● AIM
Please print exactly the lines running from the one that contains "For every instance of the white bandaged" to the end of the data, with both lines included.

● INFORMATION PROVIDED
"""
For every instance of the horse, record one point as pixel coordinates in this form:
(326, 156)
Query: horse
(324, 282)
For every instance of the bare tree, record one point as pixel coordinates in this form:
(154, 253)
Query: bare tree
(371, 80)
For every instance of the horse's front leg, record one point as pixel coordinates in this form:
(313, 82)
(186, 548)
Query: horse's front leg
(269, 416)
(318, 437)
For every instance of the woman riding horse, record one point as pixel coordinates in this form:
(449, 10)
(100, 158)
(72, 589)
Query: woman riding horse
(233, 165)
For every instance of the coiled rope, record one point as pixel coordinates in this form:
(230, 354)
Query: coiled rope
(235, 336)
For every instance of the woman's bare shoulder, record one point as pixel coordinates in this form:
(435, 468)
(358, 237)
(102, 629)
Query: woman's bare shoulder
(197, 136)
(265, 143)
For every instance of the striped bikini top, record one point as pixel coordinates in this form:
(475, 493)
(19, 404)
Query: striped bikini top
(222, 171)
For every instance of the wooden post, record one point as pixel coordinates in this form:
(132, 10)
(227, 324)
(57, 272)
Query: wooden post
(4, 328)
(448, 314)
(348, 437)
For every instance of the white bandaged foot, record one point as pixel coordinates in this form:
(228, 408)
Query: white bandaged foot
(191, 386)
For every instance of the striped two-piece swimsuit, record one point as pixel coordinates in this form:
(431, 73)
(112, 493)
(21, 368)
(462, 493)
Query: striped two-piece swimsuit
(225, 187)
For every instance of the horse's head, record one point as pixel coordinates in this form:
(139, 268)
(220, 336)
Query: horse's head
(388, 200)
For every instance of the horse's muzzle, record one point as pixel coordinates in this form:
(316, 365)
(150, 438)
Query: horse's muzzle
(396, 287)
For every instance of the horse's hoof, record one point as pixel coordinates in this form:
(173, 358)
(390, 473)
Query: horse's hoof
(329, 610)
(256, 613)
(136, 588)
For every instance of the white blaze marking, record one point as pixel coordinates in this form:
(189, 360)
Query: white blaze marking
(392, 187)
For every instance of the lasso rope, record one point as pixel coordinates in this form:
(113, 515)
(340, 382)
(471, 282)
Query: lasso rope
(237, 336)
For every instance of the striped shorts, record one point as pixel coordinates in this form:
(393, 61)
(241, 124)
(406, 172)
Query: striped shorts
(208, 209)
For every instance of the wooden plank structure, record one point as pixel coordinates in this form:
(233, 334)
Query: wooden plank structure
"""
● EXERCISE RESULT
For every instance of the white bandaged foot, record one point as pixel coordinates in this form:
(228, 408)
Query: white bandaged foot
(191, 386)
For every instance of the striped two-piece swimsuit, record one point as pixel coordinates in this form:
(431, 73)
(112, 493)
(21, 368)
(462, 493)
Query: striped two-piece swimsuit
(225, 187)
For every instance of the horse's head, record one point as pixel coordinates in this form:
(139, 268)
(220, 336)
Query: horse's head
(388, 200)
For every instance of the horse's muzzle, record one point as pixel coordinates in this form:
(316, 365)
(150, 438)
Query: horse's muzzle
(396, 287)
For every instance of the horse's hoof, record one point as pixel coordinates in this form:
(173, 358)
(390, 473)
Query: horse's hoof
(329, 610)
(256, 613)
(136, 588)
For every instance of the white blaze marking, record one point as pixel coordinates in this form:
(189, 360)
Query: white blaze marking
(392, 187)
For every instance of the lasso rope, record one point as pixel coordinates in this form:
(113, 515)
(340, 382)
(471, 282)
Query: lasso rope
(237, 336)
For every instance of the striped shorts, record one point as pixel coordinates in this form:
(393, 61)
(241, 124)
(406, 172)
Query: striped shorts
(208, 209)
For every instance of the wooden plank structure, record one point as pixel coordinates in this form:
(233, 334)
Query: wooden plank structure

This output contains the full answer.